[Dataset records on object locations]
● ● ● ●

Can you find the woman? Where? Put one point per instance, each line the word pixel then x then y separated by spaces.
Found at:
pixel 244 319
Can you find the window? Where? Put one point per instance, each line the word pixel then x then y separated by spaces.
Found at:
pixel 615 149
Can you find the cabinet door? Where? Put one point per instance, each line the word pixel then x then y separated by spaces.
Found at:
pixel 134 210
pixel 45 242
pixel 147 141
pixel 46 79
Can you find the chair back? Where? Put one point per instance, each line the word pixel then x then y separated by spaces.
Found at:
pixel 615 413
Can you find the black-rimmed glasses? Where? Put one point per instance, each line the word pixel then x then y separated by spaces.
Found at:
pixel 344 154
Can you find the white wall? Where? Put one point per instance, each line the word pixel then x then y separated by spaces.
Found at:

● ● ● ●

◆ **EXERCISE**:
Present all of the records above as a numbered list, leaving out any blank lines.

◆ **SOLUTION FOR THIS EXERCISE**:
1. Can you find the woman? Where? Put one point per instance, each line the word pixel then x then y separated by spaces.
2. Found at:
3. pixel 244 319
4. Can you find the window? Where? Put one point per instance, each line the word pixel then x then y separated by spaces.
5. Found at:
6. pixel 615 149
7. Can you find the cabinet door? Where? Put one point per instance, each line the word pixel then x then y separated by spaces.
8. Found at:
9. pixel 134 210
10. pixel 45 242
11. pixel 147 141
12. pixel 46 79
13. Can you find the chair back? Where? Put one point per instance, each line the word pixel then x then y separated by spaces.
14. Found at:
15. pixel 615 413
16. Can you find the black-rimmed glasses? Where? Put one point per instance, each line the word pixel then x then y separated by spaces.
17. Found at:
18. pixel 344 154
19. Can you find the white wall? Where? Put one point per instance, each line the word pixel then x then y separated by spaces.
20. Found at:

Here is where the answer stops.